» **Problem to solve**
Write the data below out exactly as it stands. Do not include the pictures.

BEGIN Task data

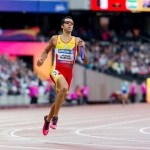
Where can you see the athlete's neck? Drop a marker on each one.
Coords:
(66, 35)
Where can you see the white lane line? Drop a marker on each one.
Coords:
(120, 123)
(142, 130)
(16, 124)
(10, 146)
(70, 143)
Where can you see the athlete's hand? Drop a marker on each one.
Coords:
(39, 62)
(81, 43)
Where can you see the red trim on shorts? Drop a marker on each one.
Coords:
(52, 79)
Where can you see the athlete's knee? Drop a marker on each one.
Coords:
(64, 89)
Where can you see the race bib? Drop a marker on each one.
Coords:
(55, 73)
(65, 55)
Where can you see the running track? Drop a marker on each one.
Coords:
(86, 127)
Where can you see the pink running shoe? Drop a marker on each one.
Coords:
(45, 126)
(53, 123)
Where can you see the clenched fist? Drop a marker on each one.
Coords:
(39, 62)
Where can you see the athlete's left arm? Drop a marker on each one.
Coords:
(80, 43)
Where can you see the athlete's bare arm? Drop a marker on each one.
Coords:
(51, 44)
(80, 42)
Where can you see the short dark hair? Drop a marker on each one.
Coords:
(63, 20)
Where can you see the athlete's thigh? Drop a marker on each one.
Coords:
(62, 82)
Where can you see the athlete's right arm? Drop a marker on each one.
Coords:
(48, 48)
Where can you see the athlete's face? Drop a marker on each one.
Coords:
(68, 25)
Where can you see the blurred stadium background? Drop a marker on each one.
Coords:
(117, 35)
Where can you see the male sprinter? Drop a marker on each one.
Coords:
(66, 49)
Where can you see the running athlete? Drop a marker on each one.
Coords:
(66, 49)
(124, 87)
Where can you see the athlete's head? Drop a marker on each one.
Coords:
(67, 24)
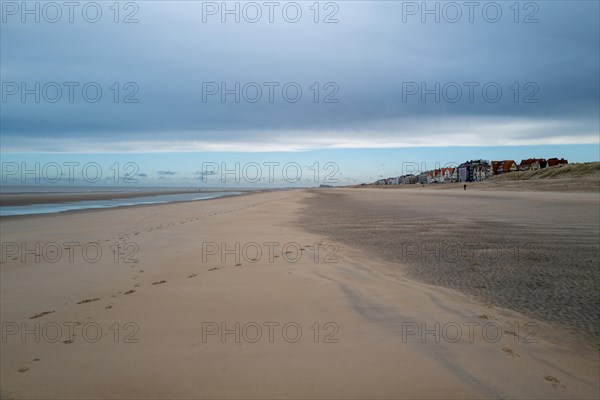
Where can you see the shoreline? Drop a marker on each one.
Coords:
(132, 206)
(172, 291)
(31, 198)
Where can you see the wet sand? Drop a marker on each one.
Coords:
(26, 199)
(163, 319)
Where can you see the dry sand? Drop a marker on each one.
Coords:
(367, 313)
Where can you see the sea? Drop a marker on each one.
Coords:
(165, 196)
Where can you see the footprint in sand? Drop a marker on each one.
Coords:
(88, 300)
(510, 352)
(555, 382)
(41, 314)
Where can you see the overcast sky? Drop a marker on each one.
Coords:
(528, 76)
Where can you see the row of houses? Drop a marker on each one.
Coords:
(472, 171)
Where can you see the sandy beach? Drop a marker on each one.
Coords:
(303, 294)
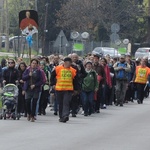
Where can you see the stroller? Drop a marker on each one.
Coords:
(9, 102)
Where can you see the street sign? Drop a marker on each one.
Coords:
(78, 47)
(61, 40)
(114, 37)
(115, 28)
(126, 41)
(1, 4)
(117, 42)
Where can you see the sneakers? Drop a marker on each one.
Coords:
(55, 113)
(28, 117)
(73, 115)
(82, 113)
(64, 119)
(103, 107)
(32, 119)
(138, 101)
(97, 111)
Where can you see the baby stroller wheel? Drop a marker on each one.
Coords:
(18, 117)
(4, 116)
(14, 116)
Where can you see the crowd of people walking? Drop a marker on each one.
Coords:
(68, 84)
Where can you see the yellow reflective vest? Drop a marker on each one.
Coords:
(142, 74)
(64, 78)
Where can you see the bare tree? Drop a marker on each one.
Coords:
(87, 15)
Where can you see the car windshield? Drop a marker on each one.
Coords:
(97, 50)
(143, 50)
(110, 51)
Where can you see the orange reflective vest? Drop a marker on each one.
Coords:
(142, 74)
(64, 78)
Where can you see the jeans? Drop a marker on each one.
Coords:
(121, 87)
(64, 99)
(140, 91)
(88, 98)
(37, 104)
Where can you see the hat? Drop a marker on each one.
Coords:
(128, 54)
(122, 56)
(68, 59)
(88, 62)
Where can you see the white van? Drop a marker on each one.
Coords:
(142, 52)
(106, 50)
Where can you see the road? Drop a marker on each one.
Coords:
(13, 55)
(117, 128)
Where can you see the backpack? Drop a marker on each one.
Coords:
(121, 74)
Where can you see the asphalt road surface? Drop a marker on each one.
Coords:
(116, 128)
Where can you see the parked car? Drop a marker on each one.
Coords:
(143, 51)
(103, 51)
(13, 41)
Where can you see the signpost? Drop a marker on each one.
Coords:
(28, 23)
(61, 41)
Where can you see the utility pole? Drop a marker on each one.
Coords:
(45, 30)
(1, 20)
(148, 31)
(7, 27)
(37, 39)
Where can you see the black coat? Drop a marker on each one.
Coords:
(11, 75)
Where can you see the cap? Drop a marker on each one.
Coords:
(122, 56)
(128, 54)
(88, 62)
(67, 59)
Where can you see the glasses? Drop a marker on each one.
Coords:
(10, 62)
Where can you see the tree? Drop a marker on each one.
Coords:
(95, 15)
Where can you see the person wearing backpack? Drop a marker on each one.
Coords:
(45, 89)
(121, 70)
(89, 86)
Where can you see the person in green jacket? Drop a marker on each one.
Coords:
(89, 87)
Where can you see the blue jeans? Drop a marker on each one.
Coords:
(37, 104)
(88, 98)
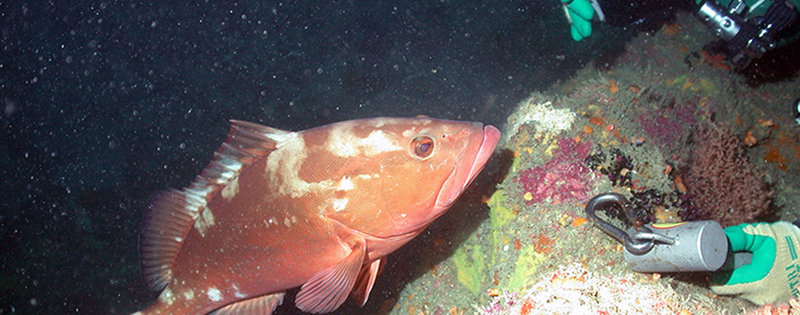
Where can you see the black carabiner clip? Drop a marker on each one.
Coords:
(604, 201)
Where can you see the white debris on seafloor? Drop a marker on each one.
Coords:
(546, 118)
(573, 289)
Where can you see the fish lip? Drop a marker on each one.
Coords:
(450, 189)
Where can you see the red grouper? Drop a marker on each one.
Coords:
(319, 208)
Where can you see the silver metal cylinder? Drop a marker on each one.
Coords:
(696, 246)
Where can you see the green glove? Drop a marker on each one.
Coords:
(580, 14)
(773, 275)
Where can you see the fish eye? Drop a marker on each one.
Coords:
(422, 146)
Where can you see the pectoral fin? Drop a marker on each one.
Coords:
(366, 280)
(265, 304)
(328, 289)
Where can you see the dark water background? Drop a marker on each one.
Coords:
(106, 103)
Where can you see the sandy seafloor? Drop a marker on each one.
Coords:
(542, 257)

END Task data

» **Result of the task**
Where can you see the athlete's neck? Drop a marker on each one.
Coords:
(66, 35)
Where can you see the white lane line? Drop a marker on each one.
Coords:
(120, 123)
(142, 130)
(16, 124)
(10, 146)
(70, 143)
Where can you see the athlete's hand? Drop a marker on each one.
Coords:
(39, 62)
(81, 43)
Where can you see the red trim on shorts? Drop a marker on each one.
Coords:
(52, 79)
Where can you see the athlete's knee? Drop a marker on each one.
Coords:
(64, 89)
Where can you see the race bib? Drop a marker on each one.
Coords:
(55, 73)
(65, 55)
Where can you see the running track? Drop a marker on each one.
Coords:
(86, 127)
Where can you see the pink running shoe? Drop a marker on each one.
Coords:
(45, 126)
(53, 123)
Where can you see the clenched fist? Drop a marker on each one.
Coords:
(39, 62)
Where can you see the athlete's left arm? Drop a marker on each one.
Coords:
(80, 43)
Where can you see the athlete's bare arm? Drop a marker on each one.
Coords:
(51, 44)
(80, 42)
Where can you see the short dark hair? Drop a marker on each one.
Coords:
(63, 20)
Where can you see the athlete's thigh? Drop a marker on each one.
Coords:
(62, 82)
Where can you see the athlete's right arm? Drop a marker on each one.
Coords:
(48, 48)
Where can you see the athlete's face? Drop a marker on each one.
Coords:
(68, 25)
Where can you see the blurred stadium background? Drop a marker on each one.
Coords:
(117, 35)
Where can you see the male sprinter? Drop a marker on each one.
Coords:
(66, 49)
Where can you see the running athlete? Drop a marker on each one.
Coords:
(66, 49)
(124, 87)
Where can you see the athlete's head? Drop a marker on each one.
Coords:
(67, 24)
Where can you see the shoreline? Drop a marker on each one.
Coords:
(132, 206)
(172, 291)
(31, 198)
Where can you see the wet sand? Drop a marker on each one.
Coords:
(26, 199)
(163, 319)
Where can you see the dry sand? Drop a marker on each one.
Coords:
(367, 313)
Where can you see the sea? Drop a marker on each one.
Coords:
(165, 196)
Where can you see the footprint in sand? Drop a marker on each one.
Coords:
(88, 300)
(510, 352)
(555, 382)
(41, 314)
Where can you see the overcast sky? Drop a marker on each one.
Coords:
(528, 76)
Where can you see the row of houses? Drop a marker on each one.
Coords:
(472, 171)
Where can you see the sandy beach? Drop a marker on each one.
Coords:
(303, 294)
Where can you see the stroller? Drop a marker on each one.
Coords:
(9, 102)
Where can you see the street sign? Drop a marker on each one.
Coords:
(78, 47)
(61, 40)
(114, 37)
(115, 28)
(126, 41)
(1, 4)
(117, 42)
Where can you see the sneakers? Drop a marker on each one.
Coords:
(55, 113)
(28, 117)
(73, 115)
(82, 113)
(64, 119)
(103, 107)
(32, 119)
(138, 101)
(97, 111)
Where can you see the baby stroller wheel? Drop a marker on each one.
Coords:
(18, 117)
(4, 116)
(14, 116)
Where can you see the crowd of people walking? Drop a marker on each one.
Coords:
(68, 84)
Where can you see the yellow reflective vest? Drop a marker on each one.
Coords:
(142, 74)
(64, 78)
Where can you see the bare tree? Drop a marker on each one.
Coords:
(87, 15)
Where can you see the car windshield? Drop a marker on each one.
Coords:
(97, 50)
(143, 50)
(110, 51)
Where can you see the orange reflective vest? Drop a marker on each one.
Coords:
(142, 74)
(64, 78)
Where can you see the jeans? Drop a marker on each one.
Coords:
(121, 87)
(64, 99)
(140, 91)
(88, 98)
(37, 104)
Where can you see the hat? Drop a marker on each one.
Coords:
(128, 54)
(122, 56)
(68, 59)
(88, 62)
Where can you see the white van? Drop a marker on each one.
Coords:
(142, 52)
(106, 50)
Where can you see the road? Drop a marker on each one.
Coords:
(13, 55)
(117, 128)
Where can you see the backpack? Drop a marker on each one.
Coords:
(121, 74)
Where can you see the asphalt road surface? Drop a marker on each one.
Coords:
(116, 128)
Where can you see the parked car? Drop a marker on each one.
Coords:
(143, 51)
(103, 51)
(13, 41)
Where can you see the signpost? Drop a marker on each one.
Coords:
(28, 23)
(61, 41)
Where can you see the utility pole? Drop a marker on each one.
Coords:
(45, 30)
(1, 20)
(148, 31)
(7, 27)
(37, 39)
Where can you see the black coat? Drop a marker on each one.
Coords:
(11, 75)
Where can you see the cap? Drop a marker on each one.
Coords:
(122, 56)
(128, 54)
(88, 62)
(67, 59)
Where can you see the glasses? Drop a marker on each one.
Coords:
(10, 62)
Where can you see the tree? Drop a marker on each one.
Coords:
(95, 15)
Where can you see the person wearing backpack? Drop a marker on each one.
Coords:
(45, 89)
(121, 70)
(89, 86)
Where can you see the person in green jacket? Drop a marker on each one.
Coords:
(89, 87)
Where can you see the blue jeans? Drop a marker on each one.
Coords:
(37, 104)
(88, 98)
Where can you see the black carabiner clip? Drop a marker on each one.
Coords:
(604, 201)
Where can you see the white debris on seafloor? Drop a marker on each one.
Coords:
(546, 118)
(573, 289)
Where can you see the fish lip? Drop a marker on each one.
Coords:
(450, 189)
Where can you see the red grouper? Drop a marker on each one.
Coords:
(319, 208)
Where can you see the silver metal cylinder? Drop a marker on each one.
Coords:
(696, 246)
Where can you see the green glove? Drop a marker on each one.
Coords:
(580, 14)
(773, 275)
Where can you see the fish eye? Drop a marker on each one.
Coords:
(422, 146)
Where can you see the pectoral fin? Drop a marker on each one.
Coords:
(366, 280)
(265, 304)
(328, 289)
Where can you see the dark water background? Drop a marker on each one.
Coords:
(106, 103)
Where can you see the sandy seafloor? Drop a marker on each one.
Coords:
(542, 257)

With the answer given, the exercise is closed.